次の文章を読んで,後の設問に答えなさい。


① いまや全国に55,000店舗以上を数えるコンビニは,どこへ行っても“当たり前の存在"である。24時間オープンの売り場には弁当や飲み物がぎっしり陳列されているだけでなく,USBメモリから冠婚葬祭のネクタイに至るまで,突然の「しまった,アレがない!」という状況にもかなりの確率で対応してくれる。


② もちろん“買う“以外のサービスも充実している。ATMがあれば真夜中でも現金を下ろすことができるし、公共料金の支払いや宅配便の受付は当然のこととして,最近はマルチコピー機で名刺を作ったり,住民票の写しや印鑑登録証明書をプリントアウトすることも可能だ。近くにコンビニがあれば,わざわざ遠くの印刷所や役所まで行く必要もない。


③ コンビニはまさに現代日本人の生活に密着した“近くて便利"な社会インフラである。コンパクトで高機能という点も,ある意味で日本を象徴するスタイルだろう。同じ小売業でも,百貨店やスーパーなどは売り上げや事業所数が減っているのに対し,コンビニ業界はこの数年でさらに勢いを増して拡大,成長を続けている。業界全体では10兆円を超える巨大なマーケットを誇る。

④ そんな(1)コンビニにいま“異変”が起きている。都心のコンビニではその変化が顕著だ。


⑤ 四国に住む友人は,東京のコンビニの劇的な変化を見て「最初はビックリした」と言う。「だってインド人みたいな人がレジにいて,『お箸は何膳にしますか?』とか日本語もペラペラだし,外国人のスタッフ同士の会話も日本語でしょう。出張で上京するたびに外国人スタッフの数が増えてる気がするけど,彼らを見ると『東京に来た!』って実感するんだよね。でも,最近になって,地元(徳島)のコンビニでもちらほら増えてきた気がする」。
★ ★ ★ ★ ★
- **指示と条件**:
コンビニについての文章のうち、「④ そんな(1)コンビニにい」で始まり「らほら増えてきた気がする」。」まで続く部分を、「友人」を「知人」に修正したうえで示せ。

- **提供データ**:
★ ★ ★ ★ ★
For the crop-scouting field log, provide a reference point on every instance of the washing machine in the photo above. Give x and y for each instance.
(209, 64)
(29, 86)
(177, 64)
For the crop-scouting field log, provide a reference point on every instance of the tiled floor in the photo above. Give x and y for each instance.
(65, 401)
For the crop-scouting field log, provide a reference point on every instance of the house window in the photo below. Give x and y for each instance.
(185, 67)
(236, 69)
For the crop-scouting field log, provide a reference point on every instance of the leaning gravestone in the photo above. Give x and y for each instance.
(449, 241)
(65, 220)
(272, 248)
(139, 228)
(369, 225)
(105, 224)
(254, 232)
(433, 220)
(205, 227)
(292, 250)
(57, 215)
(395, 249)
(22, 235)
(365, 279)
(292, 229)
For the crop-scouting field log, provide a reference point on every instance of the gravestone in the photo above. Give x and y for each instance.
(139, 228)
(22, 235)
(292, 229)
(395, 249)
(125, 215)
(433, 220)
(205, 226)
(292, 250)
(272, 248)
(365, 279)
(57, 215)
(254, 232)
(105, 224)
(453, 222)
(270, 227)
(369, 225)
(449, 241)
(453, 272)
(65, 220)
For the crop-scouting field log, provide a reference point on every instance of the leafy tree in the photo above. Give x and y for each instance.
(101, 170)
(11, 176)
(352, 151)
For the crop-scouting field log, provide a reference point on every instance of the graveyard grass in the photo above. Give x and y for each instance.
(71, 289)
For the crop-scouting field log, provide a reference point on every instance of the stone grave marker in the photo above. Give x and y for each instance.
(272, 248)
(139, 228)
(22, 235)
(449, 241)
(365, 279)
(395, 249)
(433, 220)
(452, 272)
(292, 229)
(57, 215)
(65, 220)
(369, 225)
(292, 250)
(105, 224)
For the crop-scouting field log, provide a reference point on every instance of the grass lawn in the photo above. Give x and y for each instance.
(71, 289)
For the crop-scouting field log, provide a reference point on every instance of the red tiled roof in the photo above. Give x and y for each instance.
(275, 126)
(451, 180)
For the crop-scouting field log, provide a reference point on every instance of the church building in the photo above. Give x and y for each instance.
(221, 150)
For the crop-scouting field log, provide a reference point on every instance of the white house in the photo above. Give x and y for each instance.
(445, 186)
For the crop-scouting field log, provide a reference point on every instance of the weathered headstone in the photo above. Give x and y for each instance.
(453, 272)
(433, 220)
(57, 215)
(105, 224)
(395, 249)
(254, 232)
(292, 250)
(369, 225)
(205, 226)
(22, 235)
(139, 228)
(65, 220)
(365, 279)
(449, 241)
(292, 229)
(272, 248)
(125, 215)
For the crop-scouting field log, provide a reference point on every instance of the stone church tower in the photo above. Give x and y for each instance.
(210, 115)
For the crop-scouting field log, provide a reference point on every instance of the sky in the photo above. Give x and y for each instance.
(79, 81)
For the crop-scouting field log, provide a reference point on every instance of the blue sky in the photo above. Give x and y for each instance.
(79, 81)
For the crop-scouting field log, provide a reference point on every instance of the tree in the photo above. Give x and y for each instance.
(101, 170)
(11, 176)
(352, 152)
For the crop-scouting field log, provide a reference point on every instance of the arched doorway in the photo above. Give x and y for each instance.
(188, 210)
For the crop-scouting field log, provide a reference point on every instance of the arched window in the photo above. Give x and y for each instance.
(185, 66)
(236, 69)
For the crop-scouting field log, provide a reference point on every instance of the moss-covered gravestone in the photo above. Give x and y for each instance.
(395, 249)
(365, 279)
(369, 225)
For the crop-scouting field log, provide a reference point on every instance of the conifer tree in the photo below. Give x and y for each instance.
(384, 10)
★ ★ ★ ★ ★
- **正解**:
④ そんな(1)コンビニにいま“異変”が起きている。都心のコンビニではその変化が顕著だ。


⑤ 四国に住む知人は,東京のコンビニの劇的な変化を見て「最初はビックリした」と言う。「だってインド人みたいな人がレジにいて,『お箸は何膳にしますか?』とか日本語もペラペラだし,外国人のスタッフ同士の会話も日本語でしょう。出張で上京するたびに外国人スタッフの数が増えてる気がするけど,彼らを見ると『東京に来た!』って実感するんだよね。でも,最近になって,地元(徳島)のコンビニでもちらほら増えてきた気がする」。